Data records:
[Start of section]
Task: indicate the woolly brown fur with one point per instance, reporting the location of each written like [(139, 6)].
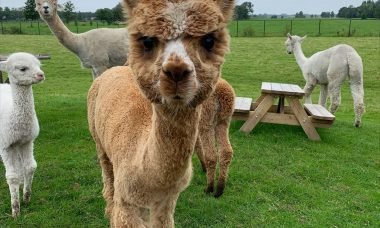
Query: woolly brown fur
[(145, 125)]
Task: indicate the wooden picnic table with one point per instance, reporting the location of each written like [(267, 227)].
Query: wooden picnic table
[(4, 57), (264, 110)]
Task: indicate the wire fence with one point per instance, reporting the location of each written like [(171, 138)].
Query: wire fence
[(248, 28)]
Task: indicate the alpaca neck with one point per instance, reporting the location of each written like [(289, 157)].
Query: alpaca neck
[(172, 139), (23, 101), (64, 35), (300, 57)]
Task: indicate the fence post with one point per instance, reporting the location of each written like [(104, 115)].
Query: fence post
[(349, 28), (237, 28), (264, 28), (291, 26)]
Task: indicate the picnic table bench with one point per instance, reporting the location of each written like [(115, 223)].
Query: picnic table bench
[(4, 57), (264, 110)]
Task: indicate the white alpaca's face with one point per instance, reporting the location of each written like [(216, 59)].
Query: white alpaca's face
[(177, 50), (23, 69), (46, 8), (289, 45)]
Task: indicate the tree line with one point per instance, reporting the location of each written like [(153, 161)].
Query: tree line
[(368, 9)]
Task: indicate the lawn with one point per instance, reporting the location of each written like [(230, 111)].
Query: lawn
[(277, 177)]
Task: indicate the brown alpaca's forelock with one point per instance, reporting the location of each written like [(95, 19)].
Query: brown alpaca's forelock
[(171, 19)]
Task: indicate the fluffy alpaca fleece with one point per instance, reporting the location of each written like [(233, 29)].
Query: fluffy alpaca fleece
[(19, 124), (98, 49), (330, 68), (144, 118), (213, 142)]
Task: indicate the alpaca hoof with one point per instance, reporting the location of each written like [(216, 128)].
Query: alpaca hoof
[(27, 196), (15, 211), (219, 190), (357, 124), (209, 189)]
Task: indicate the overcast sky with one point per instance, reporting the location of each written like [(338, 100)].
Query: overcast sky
[(260, 6)]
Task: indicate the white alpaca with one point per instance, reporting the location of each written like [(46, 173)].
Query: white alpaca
[(98, 49), (330, 68), (19, 124)]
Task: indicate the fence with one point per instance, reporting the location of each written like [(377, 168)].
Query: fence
[(249, 28)]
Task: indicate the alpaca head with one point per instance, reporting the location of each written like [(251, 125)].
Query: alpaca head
[(291, 41), (177, 47), (47, 8), (23, 69)]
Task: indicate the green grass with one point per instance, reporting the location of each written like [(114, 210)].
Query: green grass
[(251, 28), (277, 178)]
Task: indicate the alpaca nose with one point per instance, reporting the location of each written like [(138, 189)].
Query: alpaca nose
[(177, 70)]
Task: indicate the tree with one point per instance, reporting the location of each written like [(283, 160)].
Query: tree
[(29, 10), (243, 11), (68, 11)]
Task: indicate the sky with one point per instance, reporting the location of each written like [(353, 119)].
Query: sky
[(260, 6)]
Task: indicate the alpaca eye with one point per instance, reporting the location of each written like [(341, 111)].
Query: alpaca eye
[(208, 42), (148, 43)]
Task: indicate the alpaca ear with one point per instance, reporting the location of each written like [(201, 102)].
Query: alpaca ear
[(227, 8), (129, 5), (60, 8), (3, 66)]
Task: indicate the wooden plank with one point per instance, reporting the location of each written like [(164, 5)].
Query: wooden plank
[(255, 116), (277, 118), (243, 104), (282, 89), (266, 87), (303, 119), (318, 112), (298, 90), (276, 88)]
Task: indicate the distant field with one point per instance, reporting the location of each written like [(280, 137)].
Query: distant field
[(278, 178), (252, 28)]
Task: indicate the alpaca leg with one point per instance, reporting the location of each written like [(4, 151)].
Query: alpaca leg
[(29, 165), (357, 92), (162, 212), (323, 95), (12, 166), (334, 91), (225, 155), (200, 154), (209, 148), (108, 179), (308, 89), (126, 215)]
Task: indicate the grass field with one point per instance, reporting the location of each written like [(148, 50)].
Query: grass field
[(278, 178), (252, 28)]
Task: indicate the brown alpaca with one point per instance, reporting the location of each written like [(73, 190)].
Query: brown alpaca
[(213, 136), (144, 118)]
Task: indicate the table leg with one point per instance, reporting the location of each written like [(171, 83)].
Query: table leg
[(281, 104), (303, 118), (257, 115)]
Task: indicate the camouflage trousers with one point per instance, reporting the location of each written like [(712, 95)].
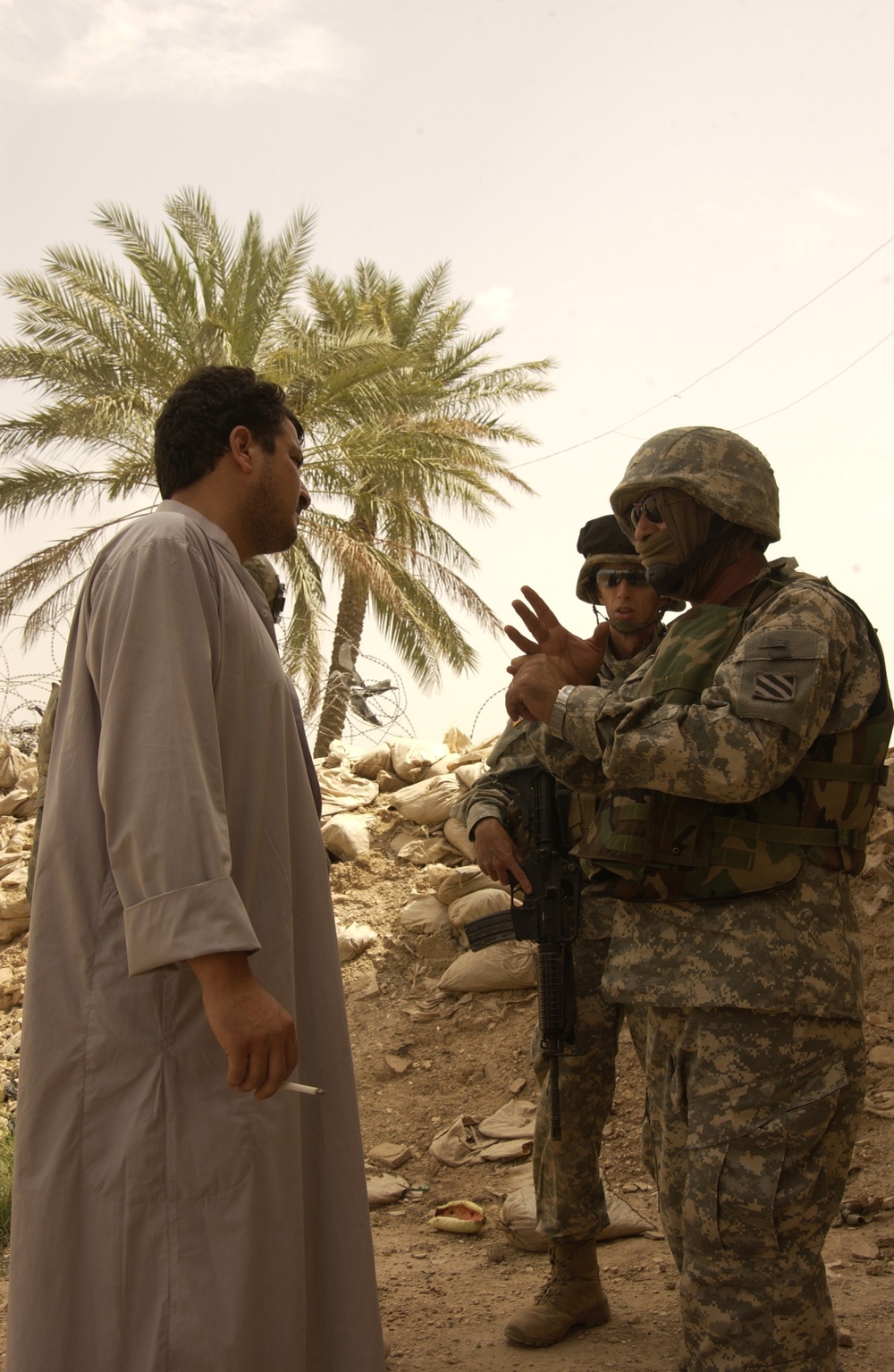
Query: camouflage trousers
[(570, 1195), (753, 1118)]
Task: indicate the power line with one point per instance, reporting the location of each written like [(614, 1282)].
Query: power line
[(827, 382), (674, 395)]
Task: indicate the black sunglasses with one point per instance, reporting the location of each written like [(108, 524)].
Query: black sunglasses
[(611, 577), (647, 507)]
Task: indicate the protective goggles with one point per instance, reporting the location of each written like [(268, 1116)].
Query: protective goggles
[(647, 507), (611, 577)]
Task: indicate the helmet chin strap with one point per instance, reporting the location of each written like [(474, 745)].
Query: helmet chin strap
[(633, 626)]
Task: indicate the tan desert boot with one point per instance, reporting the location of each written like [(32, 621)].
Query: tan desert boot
[(571, 1295)]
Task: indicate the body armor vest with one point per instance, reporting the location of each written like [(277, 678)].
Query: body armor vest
[(651, 846)]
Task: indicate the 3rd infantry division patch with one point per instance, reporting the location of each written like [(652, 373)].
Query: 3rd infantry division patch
[(773, 686)]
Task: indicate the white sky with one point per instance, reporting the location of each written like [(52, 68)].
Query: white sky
[(637, 189)]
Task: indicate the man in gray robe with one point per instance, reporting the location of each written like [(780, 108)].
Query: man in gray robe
[(173, 1209)]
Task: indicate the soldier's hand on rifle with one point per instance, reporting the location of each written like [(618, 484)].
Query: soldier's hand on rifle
[(578, 661), (497, 855)]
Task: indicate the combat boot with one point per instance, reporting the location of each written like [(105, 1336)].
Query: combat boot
[(571, 1295)]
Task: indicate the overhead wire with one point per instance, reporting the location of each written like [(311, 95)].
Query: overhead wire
[(827, 382), (734, 357)]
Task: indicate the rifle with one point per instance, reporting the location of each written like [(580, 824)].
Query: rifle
[(548, 915)]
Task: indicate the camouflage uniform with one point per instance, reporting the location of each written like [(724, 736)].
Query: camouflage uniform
[(570, 1195), (755, 1054)]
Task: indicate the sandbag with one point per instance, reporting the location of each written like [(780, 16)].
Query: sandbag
[(14, 905), (401, 836), (20, 838), (425, 851), (373, 762), (346, 836), (12, 763), (411, 756), (500, 967), (478, 752), (21, 803), (518, 1217), (340, 789), (463, 881), (476, 905), (353, 939), (468, 772), (456, 740), (441, 767), (456, 835), (389, 781), (423, 915), (341, 752), (429, 802)]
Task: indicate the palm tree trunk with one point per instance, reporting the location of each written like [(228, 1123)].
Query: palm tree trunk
[(352, 610)]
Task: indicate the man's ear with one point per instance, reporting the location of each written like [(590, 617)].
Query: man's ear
[(243, 449)]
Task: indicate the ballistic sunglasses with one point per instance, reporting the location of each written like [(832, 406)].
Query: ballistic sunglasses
[(611, 577), (647, 507)]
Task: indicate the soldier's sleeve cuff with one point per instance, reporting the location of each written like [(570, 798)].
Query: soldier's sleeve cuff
[(580, 725), (482, 811)]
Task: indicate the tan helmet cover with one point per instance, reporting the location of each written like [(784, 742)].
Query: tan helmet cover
[(717, 468)]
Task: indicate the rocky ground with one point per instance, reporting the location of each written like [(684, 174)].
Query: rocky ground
[(423, 1058)]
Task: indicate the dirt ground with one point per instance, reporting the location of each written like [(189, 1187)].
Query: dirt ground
[(445, 1297)]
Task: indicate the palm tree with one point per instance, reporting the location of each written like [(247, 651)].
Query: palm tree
[(396, 398), (429, 449)]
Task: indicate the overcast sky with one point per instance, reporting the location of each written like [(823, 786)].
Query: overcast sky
[(639, 189)]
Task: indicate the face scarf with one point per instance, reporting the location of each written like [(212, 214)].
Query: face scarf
[(689, 553)]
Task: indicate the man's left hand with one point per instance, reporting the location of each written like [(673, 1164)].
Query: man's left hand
[(536, 682)]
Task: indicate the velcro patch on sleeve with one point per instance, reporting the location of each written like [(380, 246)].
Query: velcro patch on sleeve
[(773, 686)]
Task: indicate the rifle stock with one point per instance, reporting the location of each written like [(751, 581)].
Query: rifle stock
[(548, 917)]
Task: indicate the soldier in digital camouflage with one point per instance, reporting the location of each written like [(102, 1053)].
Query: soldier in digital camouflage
[(735, 776), (570, 1197)]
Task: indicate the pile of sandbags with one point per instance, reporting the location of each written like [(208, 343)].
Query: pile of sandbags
[End of section]
### WHAT YOU HAVE TO DO
Above are the lines; repeat exactly the ones from the line containing "Query: man's ear" down to the line containing "Task: indicate the soldier's sleeve", both inclusive.

### RESULT
Query: man's ear
[(243, 449)]
Task: indicate the ballistic sunglasses with one point per instance, reporting the location of each written like [(832, 406)].
Query: ballistic sunglasses
[(611, 577), (647, 507)]
Task: indicate the soldier's sleeve cuff with one point per instance, reporting the location of each written like [(570, 798)].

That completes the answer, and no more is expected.